** start Provided passage **
Background information
- Origin: France
- Genres: French pop; electropop;
- Years active: 2013–present
- Labels: Musicast; Low Wood;
- Members: Émilie Satt (born 23 October 1986) Jean-Karl Lucas (born 22 June 1982)

= Madame Monsieur =

French duo

Madame Monsieur is a French duo consisting of vocalist Émilie Satt and producer Jean-Karl Lucas. They represented France at the Eurovision Song Contest 2018 in Lisbon, Portugal with the song "Mercy", finishing in 13th place in the grand final.

==History==
Émilie Satt (Émilie Sattonet) and Jean-Karl Lucas first met in 2008, and formed Madame Monsieur in 2013. In 2015, they composed the song "Smile" for the French rapper Youssoupha, and later participated in Taratata. The duo released their debut album Tandem on 27 June 2020.

On 1 January 2018, they were confirmed to be taking part in Destination Eurovision, the French national selection for the Eurovision Song Contest 2018 with the song "Mercy". They qualified from the second semi-final on 20 January to the final held on 27 January. In the final, they placed third with the international juries and first with the French public, amassing enough combined points to win the competition. They represented France in the Eurovision Song Contest 2018 held in Lisbon, Portugal, ultimately coming in thirteenth place. As well as receiving the Marcel Bezençon Press Award, they were also the runner-up of the OGAE fan vote, just behind actual winner Netta Barzilai of Israel.
** end Provided passage **
** start Provided records **
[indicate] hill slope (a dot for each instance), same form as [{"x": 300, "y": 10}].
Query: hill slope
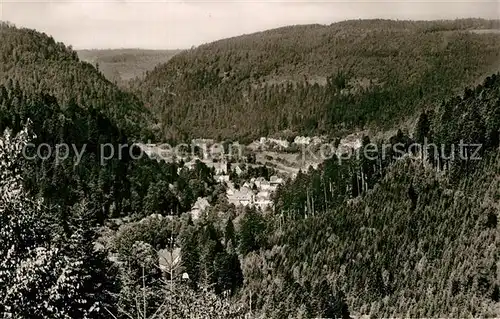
** end Provided records **
** start Provided records **
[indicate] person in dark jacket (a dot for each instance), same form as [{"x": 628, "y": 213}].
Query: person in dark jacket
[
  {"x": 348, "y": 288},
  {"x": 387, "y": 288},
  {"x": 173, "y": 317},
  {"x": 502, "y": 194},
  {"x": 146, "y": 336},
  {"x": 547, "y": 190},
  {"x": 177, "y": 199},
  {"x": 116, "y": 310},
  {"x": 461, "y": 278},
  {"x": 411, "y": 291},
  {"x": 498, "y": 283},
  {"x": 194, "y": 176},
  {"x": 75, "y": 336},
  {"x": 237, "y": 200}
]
** end Provided records **
- [The tasks]:
**a)** Answer these questions using the passage on Madame Monsieur:
(i) In what year did Émilie Satt and Jean-Karl Lucas first meet?
(ii) What is the title of the duo's debut album?
(iii) In the final of Destination Eurovision, what place did the duo take with the international juries?
**b)** In the entries, revise the lines between the one holding "[indicate] hill slope" and the one holding "Query: hill slope", inclusive, so that "hill slope" becomes "rock face" and nothing else changes. Return only those lines.

- [Results for the exercise]:
**a)**
(i) 2008
(ii) Tandem
(iii) Third

**b)**
[indicate] rock face (a dot for each instance), same form as [{"x": 300, "y": 10}].
Query: rock face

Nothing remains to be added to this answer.